Are Indigenous religious ceremonies, then, often part of their resource management process? And how much do you credit the success of their resource management system on making the process spiritual, religious, in a ceremony?

KN: I’m really indebted to the folks I’ve worked with—Ron Reed in particular, and many others in the department of natural resources—for the energy and time they’ve invested in me. I just want to acknowledge it. I’ll do my best to answer this question from my perspective, but as a non-Native academic it’s easy to misrepresent a question like this.

But yes, it does seem, from what I understand and what I’ve been told, that the spiritual and ceremonial aspect of management is central. It is my understanding that within ceremonies there are things that happen which set up management to occur in the right way, or “in a good way.” For example, Ron Reed has described how the spring salmon ceremony is coordinated: there are sites along the river where it happens, and it’s coordinated between the tribes in such a way that what’s called escapement can occur. The first salmon is observed, and then there is a ten-day period before fishing can happen, during which prayers and other things are occurring. This allows for many more fish to get up and past to reproduce—this is the idea of escapement.

So that use of prayer, and the way that ceremony is structured and conducted, is part of creating a sustainable harvest, essentially.

In another case that’s very important for what’s happening now, a ceremonial burning log is rolled off of one important mountain, and allows for the start of the fire season, the burning season. Again, the use of management actions within ceremonies is, from my understanding, guiding what is supposed to happen—it is prescription for how to do things in a good way.

■ Information shown
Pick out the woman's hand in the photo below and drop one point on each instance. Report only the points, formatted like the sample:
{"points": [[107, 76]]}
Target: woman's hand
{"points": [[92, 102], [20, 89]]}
* * *
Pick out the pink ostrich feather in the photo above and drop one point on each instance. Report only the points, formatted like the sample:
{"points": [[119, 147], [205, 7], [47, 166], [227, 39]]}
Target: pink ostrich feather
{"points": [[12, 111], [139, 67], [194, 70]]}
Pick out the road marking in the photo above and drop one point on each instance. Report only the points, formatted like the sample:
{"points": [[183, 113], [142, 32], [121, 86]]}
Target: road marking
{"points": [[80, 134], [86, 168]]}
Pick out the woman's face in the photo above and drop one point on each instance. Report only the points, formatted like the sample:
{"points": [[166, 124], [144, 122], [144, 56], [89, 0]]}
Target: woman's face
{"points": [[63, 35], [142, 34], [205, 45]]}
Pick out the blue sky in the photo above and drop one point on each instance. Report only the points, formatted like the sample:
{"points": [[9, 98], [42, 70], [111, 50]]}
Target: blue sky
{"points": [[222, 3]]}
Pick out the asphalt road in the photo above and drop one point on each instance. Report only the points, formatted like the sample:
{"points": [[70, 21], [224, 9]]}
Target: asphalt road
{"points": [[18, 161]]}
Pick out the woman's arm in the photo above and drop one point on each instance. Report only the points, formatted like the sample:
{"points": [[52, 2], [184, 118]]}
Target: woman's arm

■ Requirements
**1)** Could you return the interview excerpt on ceremony and resource management in full, word for word?
**2)** Can you resize the entries from the line with "Pick out the asphalt" to the line with "Target: woman's arm", both included, and give back only those lines, requests and all? Multiply every coordinate in the answers by 1.05 and round to whole numbers, halves up, while leaving the requests and their format samples unchanged.

■ Results for each task
**1)**
Are Indigenous religious ceremonies, then, often part of their resource management process? And how much do you credit the success of their resource management system on making the process spiritual, religious, in a ceremony?

KN: I’m really indebted to the folks I’ve worked with—Ron Reed in particular, and many others in the department of natural resources—for the energy and time they’ve invested in me. I just want to acknowledge it. I’ll do my best to answer this question from my perspective, but as a non-Native academic it’s easy to misrepresent a question like this.

But yes, it does seem, from what I understand and what I’ve been told, that the spiritual and ceremonial aspect of management is central. It is my understanding that within ceremonies there are things that happen which set up management to occur in the right way, or “in a good way.” For example, Ron Reed has described how the spring salmon ceremony is coordinated: there are sites along the river where it happens, and it’s coordinated between the tribes in such a way that what’s called escapement can occur. The first salmon is observed, and then there is a ten-day period before fishing can happen, during which prayers and other things are occurring. This allows for many more fish to get up and past to reproduce—this is the idea of escapement.

So that use of prayer, and the way that ceremony is structured and conducted, is part of creating a sustainable harvest, essentially.

In another case that’s very important for what’s happening now, a ceremonial burning log is rolled off of one important mountain, and allows for the start of the fire season, the burning season. Again, the use of management actions within ceremonies is, from my understanding, guiding what is supposed to happen—it is prescription for how to do things in a good way.

**2)**
Pick out the asphalt road in the photo above and drop one point on each instance. Report only the points, formatted like the sample:
{"points": [[70, 21], [224, 9]]}
Target: asphalt road
{"points": [[19, 169]]}
Pick out the woman's arm in the photo above and drop one point on each instance. Report only the points, formatted like the sample:
{"points": [[52, 2], [184, 118]]}
Target: woman's arm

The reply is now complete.